## Aim of the exercise
Rewrite everything below from the start of the entries down to the line containing "x=817 y=243", including that line and each request unchanged. Multiply every coordinate in the answers by 0.8, rounding to whole numbers with halves rounded up.

══════

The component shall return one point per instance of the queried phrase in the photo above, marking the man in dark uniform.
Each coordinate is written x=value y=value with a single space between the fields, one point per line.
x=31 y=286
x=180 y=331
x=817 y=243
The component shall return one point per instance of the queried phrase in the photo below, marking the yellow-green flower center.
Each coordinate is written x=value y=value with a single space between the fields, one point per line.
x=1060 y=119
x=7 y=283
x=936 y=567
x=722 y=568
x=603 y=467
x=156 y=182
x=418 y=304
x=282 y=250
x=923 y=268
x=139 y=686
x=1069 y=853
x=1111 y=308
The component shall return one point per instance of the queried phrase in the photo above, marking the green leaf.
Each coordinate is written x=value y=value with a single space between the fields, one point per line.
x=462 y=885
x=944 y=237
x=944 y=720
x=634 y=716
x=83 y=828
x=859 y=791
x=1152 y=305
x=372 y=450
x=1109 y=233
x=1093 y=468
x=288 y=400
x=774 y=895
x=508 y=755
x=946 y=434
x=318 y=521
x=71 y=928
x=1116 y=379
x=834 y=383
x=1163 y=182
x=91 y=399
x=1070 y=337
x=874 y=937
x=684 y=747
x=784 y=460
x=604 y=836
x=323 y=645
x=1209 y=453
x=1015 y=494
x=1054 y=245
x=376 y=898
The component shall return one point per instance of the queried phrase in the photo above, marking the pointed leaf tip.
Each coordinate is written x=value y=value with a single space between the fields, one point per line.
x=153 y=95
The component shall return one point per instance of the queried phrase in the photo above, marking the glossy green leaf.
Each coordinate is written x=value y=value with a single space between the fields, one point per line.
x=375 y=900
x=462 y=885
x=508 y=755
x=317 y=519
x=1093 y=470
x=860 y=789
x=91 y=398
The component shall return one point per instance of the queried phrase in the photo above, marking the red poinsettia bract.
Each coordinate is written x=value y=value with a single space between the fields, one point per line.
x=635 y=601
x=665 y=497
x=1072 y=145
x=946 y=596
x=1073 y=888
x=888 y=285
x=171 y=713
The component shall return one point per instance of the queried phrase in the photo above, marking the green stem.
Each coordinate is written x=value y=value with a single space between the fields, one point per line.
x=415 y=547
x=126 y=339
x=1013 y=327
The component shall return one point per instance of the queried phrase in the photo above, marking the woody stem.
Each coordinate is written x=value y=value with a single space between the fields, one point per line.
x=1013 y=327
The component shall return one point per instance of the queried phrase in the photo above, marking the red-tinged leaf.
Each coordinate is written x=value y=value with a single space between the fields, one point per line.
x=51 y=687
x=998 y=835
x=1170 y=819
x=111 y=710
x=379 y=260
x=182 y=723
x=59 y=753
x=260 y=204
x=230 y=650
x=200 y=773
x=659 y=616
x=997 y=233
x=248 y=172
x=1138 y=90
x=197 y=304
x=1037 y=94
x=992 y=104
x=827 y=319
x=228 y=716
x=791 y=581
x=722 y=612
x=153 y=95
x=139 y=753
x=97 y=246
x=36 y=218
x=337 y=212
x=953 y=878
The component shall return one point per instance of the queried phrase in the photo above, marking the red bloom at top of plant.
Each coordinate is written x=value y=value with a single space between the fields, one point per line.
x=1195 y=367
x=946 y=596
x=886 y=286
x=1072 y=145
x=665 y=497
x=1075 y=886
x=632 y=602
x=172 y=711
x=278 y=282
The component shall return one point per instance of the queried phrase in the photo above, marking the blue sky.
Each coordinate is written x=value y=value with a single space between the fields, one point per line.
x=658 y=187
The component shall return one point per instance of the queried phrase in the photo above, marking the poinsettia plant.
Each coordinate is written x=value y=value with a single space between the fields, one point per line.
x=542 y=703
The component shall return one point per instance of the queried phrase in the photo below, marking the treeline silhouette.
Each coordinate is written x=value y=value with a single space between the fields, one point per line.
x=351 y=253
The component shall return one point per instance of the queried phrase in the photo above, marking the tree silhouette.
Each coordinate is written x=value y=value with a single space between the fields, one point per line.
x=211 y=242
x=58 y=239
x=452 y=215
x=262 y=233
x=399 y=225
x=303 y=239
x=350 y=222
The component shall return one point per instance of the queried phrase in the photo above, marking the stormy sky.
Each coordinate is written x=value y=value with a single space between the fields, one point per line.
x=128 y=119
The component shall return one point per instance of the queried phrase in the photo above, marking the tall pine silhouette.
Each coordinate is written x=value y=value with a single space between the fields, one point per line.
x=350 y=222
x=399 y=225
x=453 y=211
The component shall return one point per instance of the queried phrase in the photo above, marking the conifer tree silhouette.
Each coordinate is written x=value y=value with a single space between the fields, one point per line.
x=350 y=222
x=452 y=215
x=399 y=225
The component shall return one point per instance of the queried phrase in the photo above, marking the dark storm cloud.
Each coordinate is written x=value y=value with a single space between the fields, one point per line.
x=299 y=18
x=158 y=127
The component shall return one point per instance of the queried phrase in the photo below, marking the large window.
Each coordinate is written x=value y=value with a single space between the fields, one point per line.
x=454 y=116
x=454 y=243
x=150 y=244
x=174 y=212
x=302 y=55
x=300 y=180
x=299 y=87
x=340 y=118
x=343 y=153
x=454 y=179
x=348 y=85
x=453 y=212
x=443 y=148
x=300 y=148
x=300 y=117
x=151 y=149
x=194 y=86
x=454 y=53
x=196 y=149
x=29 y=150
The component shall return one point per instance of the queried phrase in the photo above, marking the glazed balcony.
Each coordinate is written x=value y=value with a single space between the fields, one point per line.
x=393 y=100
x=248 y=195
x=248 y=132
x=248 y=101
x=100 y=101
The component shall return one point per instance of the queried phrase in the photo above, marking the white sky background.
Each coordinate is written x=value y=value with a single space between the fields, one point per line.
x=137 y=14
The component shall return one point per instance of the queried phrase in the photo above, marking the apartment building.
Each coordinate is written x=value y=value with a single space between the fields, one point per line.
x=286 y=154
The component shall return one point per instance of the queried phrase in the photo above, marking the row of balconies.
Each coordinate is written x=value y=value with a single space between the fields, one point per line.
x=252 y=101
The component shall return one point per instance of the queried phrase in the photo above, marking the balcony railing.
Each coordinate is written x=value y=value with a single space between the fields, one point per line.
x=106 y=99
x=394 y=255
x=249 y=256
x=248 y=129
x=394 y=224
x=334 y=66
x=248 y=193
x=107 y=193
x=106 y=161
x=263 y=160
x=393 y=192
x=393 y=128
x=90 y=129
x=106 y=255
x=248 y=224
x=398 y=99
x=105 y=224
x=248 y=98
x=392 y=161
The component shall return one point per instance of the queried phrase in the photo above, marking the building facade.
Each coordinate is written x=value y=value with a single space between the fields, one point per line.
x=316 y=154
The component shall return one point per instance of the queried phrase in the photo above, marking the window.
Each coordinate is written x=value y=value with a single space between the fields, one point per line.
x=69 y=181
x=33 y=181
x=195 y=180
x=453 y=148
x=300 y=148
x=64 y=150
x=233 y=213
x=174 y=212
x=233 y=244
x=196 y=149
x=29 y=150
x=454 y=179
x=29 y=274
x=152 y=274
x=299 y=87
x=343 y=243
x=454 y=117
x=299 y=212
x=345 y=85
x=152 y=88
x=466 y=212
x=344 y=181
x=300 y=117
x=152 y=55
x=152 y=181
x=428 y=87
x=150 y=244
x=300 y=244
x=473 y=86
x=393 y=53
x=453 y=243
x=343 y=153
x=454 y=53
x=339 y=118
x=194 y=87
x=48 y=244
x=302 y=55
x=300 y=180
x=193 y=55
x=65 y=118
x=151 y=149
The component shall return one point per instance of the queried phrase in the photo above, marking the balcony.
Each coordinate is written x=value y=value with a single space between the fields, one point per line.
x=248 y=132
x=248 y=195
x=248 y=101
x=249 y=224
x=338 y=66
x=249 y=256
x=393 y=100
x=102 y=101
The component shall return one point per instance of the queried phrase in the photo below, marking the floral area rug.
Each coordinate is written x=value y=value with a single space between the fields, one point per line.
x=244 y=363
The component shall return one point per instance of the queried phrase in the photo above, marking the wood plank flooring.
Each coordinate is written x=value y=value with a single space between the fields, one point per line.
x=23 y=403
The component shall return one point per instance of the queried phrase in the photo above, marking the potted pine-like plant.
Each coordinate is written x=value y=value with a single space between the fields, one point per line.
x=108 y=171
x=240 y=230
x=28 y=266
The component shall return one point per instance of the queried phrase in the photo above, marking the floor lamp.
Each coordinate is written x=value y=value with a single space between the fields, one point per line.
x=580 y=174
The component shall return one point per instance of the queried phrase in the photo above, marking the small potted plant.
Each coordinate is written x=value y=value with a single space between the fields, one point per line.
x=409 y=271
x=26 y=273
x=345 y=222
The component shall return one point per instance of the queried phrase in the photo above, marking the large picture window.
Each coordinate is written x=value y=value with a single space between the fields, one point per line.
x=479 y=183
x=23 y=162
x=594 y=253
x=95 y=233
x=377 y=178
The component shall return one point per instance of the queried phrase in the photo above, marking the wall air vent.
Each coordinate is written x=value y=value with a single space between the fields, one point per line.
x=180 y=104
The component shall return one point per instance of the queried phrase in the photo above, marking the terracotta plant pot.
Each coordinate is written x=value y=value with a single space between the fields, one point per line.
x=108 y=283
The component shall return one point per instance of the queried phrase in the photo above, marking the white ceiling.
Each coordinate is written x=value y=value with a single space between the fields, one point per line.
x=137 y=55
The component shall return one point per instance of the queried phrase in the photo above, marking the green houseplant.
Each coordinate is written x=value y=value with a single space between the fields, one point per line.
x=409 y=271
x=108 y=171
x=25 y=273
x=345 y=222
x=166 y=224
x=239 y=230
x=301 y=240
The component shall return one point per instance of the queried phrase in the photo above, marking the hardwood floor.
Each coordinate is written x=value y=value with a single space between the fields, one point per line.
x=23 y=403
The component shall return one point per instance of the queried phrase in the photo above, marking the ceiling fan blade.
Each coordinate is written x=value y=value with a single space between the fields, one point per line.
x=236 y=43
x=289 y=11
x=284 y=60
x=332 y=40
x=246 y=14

══════

## Worked answer
The component shall return one point per instance of the queried phrase in the photo above, marking the man in dark uniform.
Each coordinate is written x=value y=value with a single space between the fields, one point per line.
x=25 y=229
x=144 y=265
x=654 y=194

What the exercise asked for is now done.